» **Aim of the exercise**
Continue the following review of the book A Dangerous Master from the point at which it stops. The data that come after the review are not part of it.

» **Extracted text**
....

A Dangerous Master: How to Keep Technology from Slipping Beyond Our Control
In A Dangerous Master, Wendell Wallach, a scholar at Yale University’s Interdisciplinary Center for Bioethics, tells the story of modern society’s struggle to cope with technology’s complexity and uncertainty. In the course of telling this story, Wallach questions the terms of the social contract under which we as a society predict, weigh, and manage the potential harms and benefits that result from the adoption of emerging technologies. In urgent prose, he argues that we need different epistemic, cultural, and political approaches to adequately assess emerging technologies’ risks and their broader social impacts. Wallach promotes public deliberation as one of these approaches, which provides citizens and experts the opportunity to distinguish the technological hype from the hope, the speculation from reality, and in so doing shape their technological futures.

....

» **Given records**
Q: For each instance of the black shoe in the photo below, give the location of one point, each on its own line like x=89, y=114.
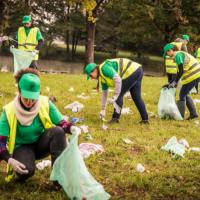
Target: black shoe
x=113, y=121
x=192, y=117
x=146, y=121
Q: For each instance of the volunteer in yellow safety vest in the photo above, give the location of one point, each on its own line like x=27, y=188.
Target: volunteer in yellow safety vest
x=124, y=75
x=171, y=68
x=189, y=73
x=31, y=128
x=30, y=39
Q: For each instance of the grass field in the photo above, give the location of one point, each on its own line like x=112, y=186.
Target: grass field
x=165, y=178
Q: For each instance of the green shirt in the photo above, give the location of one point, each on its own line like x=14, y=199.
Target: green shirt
x=29, y=134
x=180, y=58
x=109, y=69
x=27, y=30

....

» **Result of the exercise**
There is a whiff of science fiction in Wallach’s prose—maybe more fiction than science. He envisions a future where autonomous robots, designer babies, homemade pathogenic organisms, and mindclones confront our hopes, fears, and inner conflicts. An ethicist by training, Wallach uses these future scenarios to explore normative questions borne of the pervasive entanglements of technology and society. One of the principal questions at the heart of A Dangerous Master is whether we will find ourselves governed by transformative technologies whose ramifications we did not envision and whose development we did not examine. This question is one that always emerges when we fail to anticipate or develop adequate controls for complex technological systems. To preemptively counter these questions, scientists and engineers usually reach for concepts and metaphors that portray their artifacts—physical and biological systems—as reliable and controllable.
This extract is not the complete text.